#### Source ####

Don't binge TV shows.
This might seem like a great time to spend the entire day on your couch watching endless episodes of The Real Housewives. But that's a really easy way to slowly slip into a deep depression.
The same goes for watching the news all day, which can supply an "onslaught of repetitive info" that throws you into a bad headspace, Kleinberger says.
Furthermore, with all the gyms and restaurants closed and the liquor stores open, it can be easy for one drink home alone to turn into two or three or four, and before you know it, you'll have alcoholism to grapple with once this is all over. More than ever, mindfulness and moderation is key in all of your habits, drinking and beyond.
"It would be horrible if people used this period against themselves," Gresziak says. "We overestimate how much we enjoy pleasure. Pleasure is not that pleasurable in the long run. It's fun to have a drink but not to get drunk. It's fun to spend one day binge-watching Netflix, but, after a week, you probably won't like seeing yourself in the mirror. Balance is key."
Know you're not alone.
Loneliness isn't about being alone so much as feeling alone. Kleinberger says that it's important to remember that "this will pass, and we're all in it together. Everyone is going through a similar thing, so there's plenty to connect and empathize over."
Yes, things will change, but that's not necessarily a bad thing. "Humans have a remarkable ability to adapt," Gresziak says. "And I hope that we adapt in a clever way that actually propels humanity forward."

####

Short exercise a:
Count the lines in the records that contain the word "floor", and reply with only that number.

#### Entries shown ####

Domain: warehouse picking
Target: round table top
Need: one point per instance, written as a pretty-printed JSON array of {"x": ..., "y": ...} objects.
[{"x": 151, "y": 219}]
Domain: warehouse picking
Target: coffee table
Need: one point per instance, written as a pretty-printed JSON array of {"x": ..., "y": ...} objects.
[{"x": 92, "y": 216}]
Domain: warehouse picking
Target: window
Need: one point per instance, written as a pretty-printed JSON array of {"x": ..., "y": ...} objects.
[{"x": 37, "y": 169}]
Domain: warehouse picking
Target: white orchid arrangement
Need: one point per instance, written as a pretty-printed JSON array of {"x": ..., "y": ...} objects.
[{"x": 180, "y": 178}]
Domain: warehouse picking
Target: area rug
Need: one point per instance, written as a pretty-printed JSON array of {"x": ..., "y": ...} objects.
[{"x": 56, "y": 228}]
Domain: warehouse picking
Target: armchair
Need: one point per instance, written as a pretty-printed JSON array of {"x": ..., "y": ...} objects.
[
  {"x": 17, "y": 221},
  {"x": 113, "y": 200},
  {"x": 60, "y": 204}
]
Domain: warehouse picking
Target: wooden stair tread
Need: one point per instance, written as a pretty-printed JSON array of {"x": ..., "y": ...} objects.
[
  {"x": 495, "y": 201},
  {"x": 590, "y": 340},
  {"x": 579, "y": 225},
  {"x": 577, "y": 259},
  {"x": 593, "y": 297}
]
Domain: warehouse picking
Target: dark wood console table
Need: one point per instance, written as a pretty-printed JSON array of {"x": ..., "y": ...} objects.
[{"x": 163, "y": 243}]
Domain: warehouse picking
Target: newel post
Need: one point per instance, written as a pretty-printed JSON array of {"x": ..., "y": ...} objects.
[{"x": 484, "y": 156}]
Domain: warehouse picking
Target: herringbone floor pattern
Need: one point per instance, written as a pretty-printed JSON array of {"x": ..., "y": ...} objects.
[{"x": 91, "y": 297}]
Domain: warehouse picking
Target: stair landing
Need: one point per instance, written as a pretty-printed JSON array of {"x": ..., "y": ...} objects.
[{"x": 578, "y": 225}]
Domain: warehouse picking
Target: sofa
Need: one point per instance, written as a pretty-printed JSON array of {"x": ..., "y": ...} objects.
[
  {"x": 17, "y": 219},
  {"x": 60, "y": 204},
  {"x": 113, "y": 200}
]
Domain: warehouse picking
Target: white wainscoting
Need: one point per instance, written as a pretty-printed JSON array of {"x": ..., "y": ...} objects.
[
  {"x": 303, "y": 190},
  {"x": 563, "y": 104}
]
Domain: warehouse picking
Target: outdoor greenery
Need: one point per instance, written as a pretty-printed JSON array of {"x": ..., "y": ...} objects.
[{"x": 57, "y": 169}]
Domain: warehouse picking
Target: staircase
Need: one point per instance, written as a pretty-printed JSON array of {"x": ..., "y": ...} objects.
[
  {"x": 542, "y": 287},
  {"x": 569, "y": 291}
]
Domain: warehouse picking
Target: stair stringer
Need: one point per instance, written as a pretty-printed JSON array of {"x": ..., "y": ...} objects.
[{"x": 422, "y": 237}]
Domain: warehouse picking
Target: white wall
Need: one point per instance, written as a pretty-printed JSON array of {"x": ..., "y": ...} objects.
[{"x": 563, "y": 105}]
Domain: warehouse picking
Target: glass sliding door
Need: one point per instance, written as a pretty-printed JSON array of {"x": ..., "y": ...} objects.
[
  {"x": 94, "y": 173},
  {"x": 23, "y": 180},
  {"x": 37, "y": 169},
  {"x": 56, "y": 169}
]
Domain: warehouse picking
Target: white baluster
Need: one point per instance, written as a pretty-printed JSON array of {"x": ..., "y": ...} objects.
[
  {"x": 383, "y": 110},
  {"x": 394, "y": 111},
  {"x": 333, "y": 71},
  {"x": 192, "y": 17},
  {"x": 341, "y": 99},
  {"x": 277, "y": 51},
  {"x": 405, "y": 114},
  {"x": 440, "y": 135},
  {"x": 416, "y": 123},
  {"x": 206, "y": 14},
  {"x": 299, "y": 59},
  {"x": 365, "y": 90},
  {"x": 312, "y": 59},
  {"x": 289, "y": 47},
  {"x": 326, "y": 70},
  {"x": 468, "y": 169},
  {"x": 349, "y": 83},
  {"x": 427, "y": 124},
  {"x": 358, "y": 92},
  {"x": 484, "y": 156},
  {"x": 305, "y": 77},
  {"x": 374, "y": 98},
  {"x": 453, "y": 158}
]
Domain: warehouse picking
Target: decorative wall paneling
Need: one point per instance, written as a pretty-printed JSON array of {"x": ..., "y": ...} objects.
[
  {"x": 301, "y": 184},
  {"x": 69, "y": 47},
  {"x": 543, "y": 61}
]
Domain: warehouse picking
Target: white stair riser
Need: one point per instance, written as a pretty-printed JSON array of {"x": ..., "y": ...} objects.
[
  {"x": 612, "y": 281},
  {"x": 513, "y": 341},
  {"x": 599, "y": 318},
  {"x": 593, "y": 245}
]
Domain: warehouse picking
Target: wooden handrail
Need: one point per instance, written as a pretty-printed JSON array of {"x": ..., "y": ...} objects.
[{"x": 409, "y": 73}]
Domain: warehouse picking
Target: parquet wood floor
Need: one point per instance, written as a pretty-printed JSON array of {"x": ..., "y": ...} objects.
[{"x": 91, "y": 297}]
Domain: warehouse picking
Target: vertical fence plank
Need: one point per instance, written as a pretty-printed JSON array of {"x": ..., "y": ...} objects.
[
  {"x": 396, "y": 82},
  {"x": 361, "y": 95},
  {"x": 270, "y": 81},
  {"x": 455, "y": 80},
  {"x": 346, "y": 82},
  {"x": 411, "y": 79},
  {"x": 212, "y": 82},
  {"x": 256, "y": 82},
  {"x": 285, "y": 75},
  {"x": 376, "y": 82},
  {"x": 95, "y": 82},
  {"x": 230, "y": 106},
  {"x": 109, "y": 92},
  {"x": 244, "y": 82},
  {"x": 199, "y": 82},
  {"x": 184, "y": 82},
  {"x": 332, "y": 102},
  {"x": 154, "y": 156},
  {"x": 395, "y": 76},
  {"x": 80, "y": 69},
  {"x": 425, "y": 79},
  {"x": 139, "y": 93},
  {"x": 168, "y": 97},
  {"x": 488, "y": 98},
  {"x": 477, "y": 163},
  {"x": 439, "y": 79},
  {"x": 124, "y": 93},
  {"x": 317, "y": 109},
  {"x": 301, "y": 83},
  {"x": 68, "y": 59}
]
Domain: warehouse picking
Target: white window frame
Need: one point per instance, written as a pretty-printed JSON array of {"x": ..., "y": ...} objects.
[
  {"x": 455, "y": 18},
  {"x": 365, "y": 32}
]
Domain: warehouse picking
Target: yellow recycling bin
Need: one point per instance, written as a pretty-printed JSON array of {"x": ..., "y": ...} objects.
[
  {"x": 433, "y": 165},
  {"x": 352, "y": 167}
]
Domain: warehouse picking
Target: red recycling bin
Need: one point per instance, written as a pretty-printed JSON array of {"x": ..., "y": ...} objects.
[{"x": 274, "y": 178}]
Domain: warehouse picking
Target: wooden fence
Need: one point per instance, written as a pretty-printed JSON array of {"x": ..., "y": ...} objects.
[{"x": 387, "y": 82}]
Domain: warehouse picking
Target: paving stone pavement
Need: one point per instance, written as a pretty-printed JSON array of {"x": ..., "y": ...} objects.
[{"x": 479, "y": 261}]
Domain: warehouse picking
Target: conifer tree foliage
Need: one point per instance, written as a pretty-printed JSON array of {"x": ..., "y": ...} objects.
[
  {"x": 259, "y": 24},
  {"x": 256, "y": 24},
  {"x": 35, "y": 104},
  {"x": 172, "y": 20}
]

####

Short exercise b:
Copy everything from "Don't binge TV" down to "drinking and beyond." in the passage on bingeing and loneliness above, word for word.

Finished answer a:
2

Finished answer b:
Don't binge TV shows.
This might seem like a great time to spend the entire day on your couch watching endless episodes of The Real Housewives. But that's a really easy way to slowly slip into a deep depression.
The same goes for watching the news all day, which can supply an "onslaught of repetitive info" that throws you into a bad headspace, Kleinberger says.
Furthermore, with all the gyms and restaurants closed and the liquor stores open, it can be easy for one drink home alone to turn into two or three or four, and before you know it, you'll have alcoholism to grapple with once this is all over. More than ever, mindfulness and moderation is key in all of your habits, drinking and beyond.